Rewrite every line of the listing below with "bounding box" changed to "bounding rectangle" and everything else left as it is. Omit the pictures from your version.

----- The records

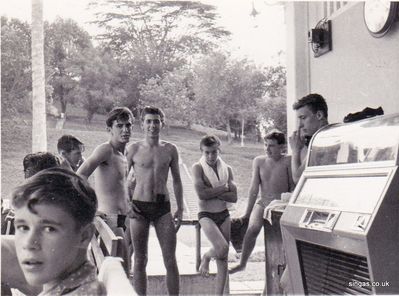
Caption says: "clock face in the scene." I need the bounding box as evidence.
[364,0,397,37]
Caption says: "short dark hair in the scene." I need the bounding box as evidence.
[11,168,97,228]
[200,135,221,149]
[292,94,328,118]
[140,106,165,124]
[22,152,60,178]
[105,107,134,127]
[57,135,85,153]
[263,130,286,145]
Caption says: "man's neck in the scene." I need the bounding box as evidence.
[109,139,126,153]
[270,154,283,162]
[145,137,159,146]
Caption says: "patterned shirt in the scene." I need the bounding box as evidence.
[39,261,106,296]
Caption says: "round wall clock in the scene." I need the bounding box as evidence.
[363,0,399,38]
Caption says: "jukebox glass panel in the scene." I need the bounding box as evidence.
[308,115,399,166]
[294,176,387,214]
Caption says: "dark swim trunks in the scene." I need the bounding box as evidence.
[117,215,126,231]
[132,200,170,222]
[198,209,230,227]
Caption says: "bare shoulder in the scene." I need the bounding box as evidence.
[253,155,267,166]
[191,162,203,174]
[93,142,113,158]
[283,155,291,166]
[160,140,177,153]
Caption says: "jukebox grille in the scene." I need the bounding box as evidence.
[297,241,372,295]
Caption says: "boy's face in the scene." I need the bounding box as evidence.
[201,145,219,166]
[265,139,284,160]
[296,105,324,137]
[15,204,89,286]
[109,117,133,143]
[63,147,83,171]
[141,114,162,137]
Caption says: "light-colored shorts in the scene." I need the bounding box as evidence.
[104,214,126,233]
[256,198,274,208]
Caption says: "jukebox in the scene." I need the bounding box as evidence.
[280,114,399,295]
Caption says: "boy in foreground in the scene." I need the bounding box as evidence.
[12,168,105,295]
[229,131,294,273]
[192,136,237,295]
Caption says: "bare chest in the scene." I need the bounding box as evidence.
[102,154,127,179]
[133,147,172,169]
[259,161,289,183]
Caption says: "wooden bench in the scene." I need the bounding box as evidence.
[88,217,137,296]
[89,216,123,269]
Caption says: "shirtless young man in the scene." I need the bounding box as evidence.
[289,94,328,184]
[127,106,183,295]
[57,135,85,172]
[192,136,237,295]
[77,107,134,270]
[229,131,294,273]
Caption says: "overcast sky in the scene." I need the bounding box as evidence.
[0,0,286,65]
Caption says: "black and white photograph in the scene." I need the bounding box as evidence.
[0,0,399,296]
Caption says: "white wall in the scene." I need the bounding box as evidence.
[286,2,399,134]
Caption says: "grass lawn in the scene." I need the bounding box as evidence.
[1,111,264,280]
[1,112,263,211]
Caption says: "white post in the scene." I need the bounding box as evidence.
[32,0,47,152]
[241,116,245,147]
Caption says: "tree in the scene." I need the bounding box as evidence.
[140,68,196,127]
[258,65,287,133]
[193,53,265,142]
[46,18,92,113]
[71,49,126,123]
[1,16,32,116]
[91,0,230,108]
[32,0,47,152]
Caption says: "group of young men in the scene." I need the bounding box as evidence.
[2,94,327,295]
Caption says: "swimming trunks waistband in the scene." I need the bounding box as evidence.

----------

__Solution__:
Caption says: "clock face in the scene." I need the bounding rectangle as evidence.
[364,0,397,37]
Caption says: "short dark hair in the scene." I need the bounding rectangle as evidence.
[11,168,97,228]
[200,135,221,149]
[292,94,328,118]
[140,106,165,124]
[22,152,60,178]
[105,107,134,127]
[57,135,85,153]
[263,130,286,145]
Caption says: "man's neck in the scene." I need the bounding rectangle as evidence.
[109,139,126,153]
[270,154,283,162]
[145,137,159,146]
Caption says: "patterned shirt in the scene." I need the bounding rectangle as evidence.
[39,261,106,296]
Caption says: "round wall clock in the scene." I need the bounding rectangle as evidence.
[363,0,399,38]
Caption says: "jukebox glass panel in the scene." I need the bounding rectangle as evidence.
[308,115,399,166]
[294,176,387,214]
Caption says: "dark swim trunks in the scene." I need the bounding rectangle as evidence.
[117,215,126,231]
[132,200,170,222]
[198,209,230,227]
Caption says: "bare shoulder in the scene." I need the bounding rectangle as evidence.
[253,155,267,166]
[191,162,203,174]
[93,142,113,158]
[283,155,291,166]
[160,140,177,153]
Caption says: "jukebox grille in the scene." I need the bounding rectangle as evidence.
[297,241,372,295]
Caption says: "boy's face in the scene." I need the bounding rectangle as evidence.
[201,145,219,166]
[265,139,284,160]
[296,105,324,137]
[15,204,89,286]
[109,117,133,143]
[63,147,83,171]
[141,114,162,137]
Caption says: "light-colored shorts in the scene." I need the bounding rectangle as evidence.
[104,214,126,233]
[256,198,274,208]
Caption says: "jukebox in the scene." I need the bounding rectangle as evidence.
[280,114,399,295]
Caption says: "boy in foreground in the scene." I need the bounding rectangle as evidence.
[12,168,105,295]
[229,131,294,273]
[192,136,237,295]
Caption says: "bare chest in the scene." I need the bounding rectangle as evidence.
[102,154,127,179]
[133,147,172,169]
[259,161,289,183]
Caption says: "wooden bench in the scene." I need the bounding rectangle as evidence.
[88,217,137,296]
[89,216,123,269]
Caption says: "shirtless young man in the scene." I need the bounding rectangle as evidence.
[289,94,328,184]
[127,106,183,295]
[57,135,85,172]
[192,136,237,295]
[77,107,134,270]
[229,131,294,273]
Caption says: "overcast sky in the scene." I need the bounding rectangle as evidence.
[0,0,286,65]
Caption says: "black and white photograph in the scene." I need the bounding rectangle as evidence.
[0,0,399,296]
Caption says: "white wall in the scene." I need the bounding rectangle as evidence.
[286,2,399,134]
Caption says: "grass lawn in the scene." I need the bounding rectangle as evidence.
[1,111,264,280]
[1,112,263,211]
Caption says: "white post in the scene." I need the bounding rectangle as evidence.
[32,0,47,152]
[241,116,245,147]
Caption says: "tree in the scene." I need the bounding rectangle as evidence.
[140,68,196,127]
[258,65,287,133]
[193,53,265,142]
[46,18,92,113]
[71,49,126,123]
[1,16,32,116]
[91,0,230,108]
[32,0,47,152]
Caption says: "group of young men in the scene." I need the bounding rectangle as evidence.
[2,94,327,295]
Caption says: "swimming trunks waistband in the scene." I need the bounding rectangle as evidence.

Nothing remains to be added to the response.